Text extract:
A tax investigation may be opened against a private individual, an independent dealer, a company and/or corporation, based on the suspicion of committing tax offenses; the most common offenses are concealing income (working under the table), inflating expenses by the use of fictitious tax invoices, filing false reports, smuggling goods, etc. Furthermore, a tax investigation can also be opened because of a suspicion of committing a technical offense, the most common of which is the failure to submit reports, administering account books not in accordance with the provisions, or the failure to transfer deducted payments, etc.

How is a tax investigation opened?

As a rule, an investigation will begin covertly; the Tax Authority operates an intelligence team that incudes intelligence officers whose job it is to gather information on various subjects; an investigation can be opened by obtaining information from an intelligence source operated by the intelligence officer, or on the basis of suspicion that arises in the Tax Authority’s sophisticated data analysis systems. On receipt of the information, an undercover investigation is opened, which deals mainly with establishing suspicions and gathering evidence prior to the open investigation, at which point the suspect / interrogee is unaware that an undercover investigation is underway against him. The material and the evidence are gathered by the intelligence system, covertly, with the aid of a range of methods and means, most of which are classified.

Directive:
Translate this sentence from the text on tax investigations into Spanish: "The material and the evidence are gathered by the intelligence system, covertly, with the aid of a range of methods and means, most of which are classified."

Material shown:

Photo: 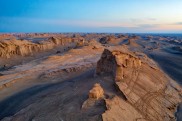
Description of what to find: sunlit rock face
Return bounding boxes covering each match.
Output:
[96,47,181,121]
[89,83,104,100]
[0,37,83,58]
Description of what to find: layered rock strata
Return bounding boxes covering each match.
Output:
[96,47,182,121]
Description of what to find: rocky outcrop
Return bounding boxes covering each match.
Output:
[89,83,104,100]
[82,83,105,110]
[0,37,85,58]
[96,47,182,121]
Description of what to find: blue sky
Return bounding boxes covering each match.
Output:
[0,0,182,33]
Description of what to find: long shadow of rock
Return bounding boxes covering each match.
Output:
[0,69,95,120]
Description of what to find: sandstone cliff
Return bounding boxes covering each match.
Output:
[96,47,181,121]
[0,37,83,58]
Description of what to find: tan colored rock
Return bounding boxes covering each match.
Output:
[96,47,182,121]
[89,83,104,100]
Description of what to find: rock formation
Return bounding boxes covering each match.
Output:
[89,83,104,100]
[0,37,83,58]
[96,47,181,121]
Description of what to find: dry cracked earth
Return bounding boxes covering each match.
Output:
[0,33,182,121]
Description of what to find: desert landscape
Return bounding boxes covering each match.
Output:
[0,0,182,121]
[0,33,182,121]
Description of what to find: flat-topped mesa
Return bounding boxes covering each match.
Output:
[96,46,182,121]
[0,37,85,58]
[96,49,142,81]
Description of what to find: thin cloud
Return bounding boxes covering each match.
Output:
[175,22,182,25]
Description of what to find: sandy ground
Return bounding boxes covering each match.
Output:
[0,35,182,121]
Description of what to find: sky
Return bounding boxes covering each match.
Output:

--

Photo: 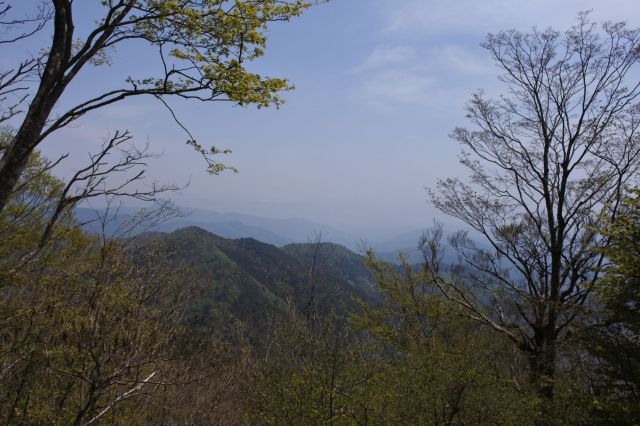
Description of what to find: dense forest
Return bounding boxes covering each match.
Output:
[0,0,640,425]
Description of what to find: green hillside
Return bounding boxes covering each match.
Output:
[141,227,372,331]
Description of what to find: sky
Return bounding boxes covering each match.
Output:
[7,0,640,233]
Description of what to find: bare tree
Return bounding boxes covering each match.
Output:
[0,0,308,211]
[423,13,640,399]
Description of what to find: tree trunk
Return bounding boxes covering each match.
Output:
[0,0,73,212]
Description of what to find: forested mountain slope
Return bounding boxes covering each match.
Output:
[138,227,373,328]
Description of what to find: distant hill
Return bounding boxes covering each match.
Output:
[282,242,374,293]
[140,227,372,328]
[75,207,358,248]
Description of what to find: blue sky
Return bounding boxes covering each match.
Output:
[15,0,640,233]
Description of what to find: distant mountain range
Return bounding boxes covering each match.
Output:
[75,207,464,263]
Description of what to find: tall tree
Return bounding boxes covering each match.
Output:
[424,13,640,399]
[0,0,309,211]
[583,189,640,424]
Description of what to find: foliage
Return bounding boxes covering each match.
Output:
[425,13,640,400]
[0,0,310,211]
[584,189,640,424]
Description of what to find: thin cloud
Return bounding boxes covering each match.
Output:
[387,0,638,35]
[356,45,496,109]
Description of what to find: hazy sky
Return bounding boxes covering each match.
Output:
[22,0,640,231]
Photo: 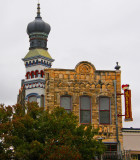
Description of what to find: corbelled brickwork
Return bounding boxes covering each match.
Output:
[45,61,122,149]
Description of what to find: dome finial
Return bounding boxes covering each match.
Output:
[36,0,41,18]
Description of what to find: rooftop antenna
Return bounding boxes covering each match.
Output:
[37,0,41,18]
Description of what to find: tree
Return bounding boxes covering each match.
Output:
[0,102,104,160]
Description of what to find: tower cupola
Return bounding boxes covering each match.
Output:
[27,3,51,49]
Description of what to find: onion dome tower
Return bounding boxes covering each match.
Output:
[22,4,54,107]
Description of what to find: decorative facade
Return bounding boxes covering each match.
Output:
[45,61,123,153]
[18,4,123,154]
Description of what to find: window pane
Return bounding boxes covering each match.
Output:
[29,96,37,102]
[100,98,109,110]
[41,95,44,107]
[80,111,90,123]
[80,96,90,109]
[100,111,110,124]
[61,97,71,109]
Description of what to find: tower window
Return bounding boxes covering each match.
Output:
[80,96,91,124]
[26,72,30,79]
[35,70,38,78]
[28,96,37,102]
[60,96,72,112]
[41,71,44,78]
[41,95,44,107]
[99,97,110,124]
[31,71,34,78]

--

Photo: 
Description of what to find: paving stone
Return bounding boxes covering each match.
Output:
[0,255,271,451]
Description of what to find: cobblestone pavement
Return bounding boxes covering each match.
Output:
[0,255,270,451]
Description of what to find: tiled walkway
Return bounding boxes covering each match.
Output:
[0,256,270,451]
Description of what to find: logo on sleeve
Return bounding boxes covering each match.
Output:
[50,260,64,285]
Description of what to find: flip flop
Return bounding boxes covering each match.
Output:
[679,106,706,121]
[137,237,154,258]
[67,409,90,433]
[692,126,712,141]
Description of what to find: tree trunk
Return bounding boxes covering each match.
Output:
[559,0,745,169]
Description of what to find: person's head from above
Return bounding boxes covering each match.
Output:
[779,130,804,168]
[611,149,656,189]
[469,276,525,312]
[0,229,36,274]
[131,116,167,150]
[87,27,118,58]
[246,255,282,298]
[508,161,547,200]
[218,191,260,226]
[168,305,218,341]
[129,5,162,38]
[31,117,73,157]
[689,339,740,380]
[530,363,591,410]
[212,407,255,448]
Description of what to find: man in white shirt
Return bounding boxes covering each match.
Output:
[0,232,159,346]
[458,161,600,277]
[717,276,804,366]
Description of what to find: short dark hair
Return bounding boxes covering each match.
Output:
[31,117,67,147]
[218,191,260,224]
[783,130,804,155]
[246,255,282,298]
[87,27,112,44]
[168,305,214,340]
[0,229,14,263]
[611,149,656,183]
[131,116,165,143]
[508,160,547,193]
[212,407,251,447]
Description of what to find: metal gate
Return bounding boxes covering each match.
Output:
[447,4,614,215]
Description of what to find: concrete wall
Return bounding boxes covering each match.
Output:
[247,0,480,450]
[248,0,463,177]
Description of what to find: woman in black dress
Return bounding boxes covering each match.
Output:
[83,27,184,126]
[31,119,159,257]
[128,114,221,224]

Worked solution:
El material y las pruebas son recopilados por el sistema de inteligencia, de manera encubierta, con la ayuda de diversos métodos y medios, la mayoría de los cuales son secretos.